* _What this task involves_:
Can you extract every row below and reproduce each one character for character, with nothing changed?

┌─ Input rows

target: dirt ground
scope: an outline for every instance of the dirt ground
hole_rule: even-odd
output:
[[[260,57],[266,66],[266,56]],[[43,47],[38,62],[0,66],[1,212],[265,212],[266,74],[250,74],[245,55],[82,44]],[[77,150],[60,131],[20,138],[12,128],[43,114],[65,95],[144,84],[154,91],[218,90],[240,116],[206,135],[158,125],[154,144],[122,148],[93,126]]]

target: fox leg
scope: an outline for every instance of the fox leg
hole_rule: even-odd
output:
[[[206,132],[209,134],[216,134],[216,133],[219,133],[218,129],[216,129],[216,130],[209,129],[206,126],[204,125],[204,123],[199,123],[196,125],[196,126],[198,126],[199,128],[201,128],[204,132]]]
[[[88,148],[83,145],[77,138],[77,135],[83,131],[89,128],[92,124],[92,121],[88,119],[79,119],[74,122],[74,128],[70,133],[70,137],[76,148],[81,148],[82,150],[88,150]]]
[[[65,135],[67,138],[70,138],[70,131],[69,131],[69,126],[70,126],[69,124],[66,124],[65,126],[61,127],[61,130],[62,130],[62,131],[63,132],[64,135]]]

└─

* _Response to this exercise_:
target: dirt ground
scope: an outline for every instance of the dirt ground
hole_rule: even-odd
output:
[[[260,57],[266,66],[266,56]],[[43,47],[38,62],[0,66],[1,212],[265,212],[266,74],[250,74],[245,55],[82,44]],[[77,150],[60,131],[20,138],[12,128],[43,114],[65,95],[144,84],[154,91],[218,90],[240,116],[206,135],[158,125],[154,144],[122,148],[93,126]]]

target: fox leg
scope: an outline for every instance of the fox leg
hole_rule: even-odd
output:
[[[206,132],[209,134],[216,134],[216,133],[219,133],[218,129],[216,129],[216,130],[209,129],[206,126],[204,125],[204,123],[199,123],[196,125],[196,126],[198,126],[199,128],[201,128],[204,132]]]
[[[88,148],[83,145],[77,138],[77,135],[83,131],[89,128],[92,124],[92,121],[88,119],[79,119],[74,122],[74,128],[70,133],[70,137],[76,148],[81,148],[82,150],[88,150]]]
[[[65,135],[67,138],[70,138],[70,131],[69,131],[69,126],[70,126],[69,124],[66,124],[65,126],[61,127],[61,130],[62,130],[62,131],[63,132],[64,135]]]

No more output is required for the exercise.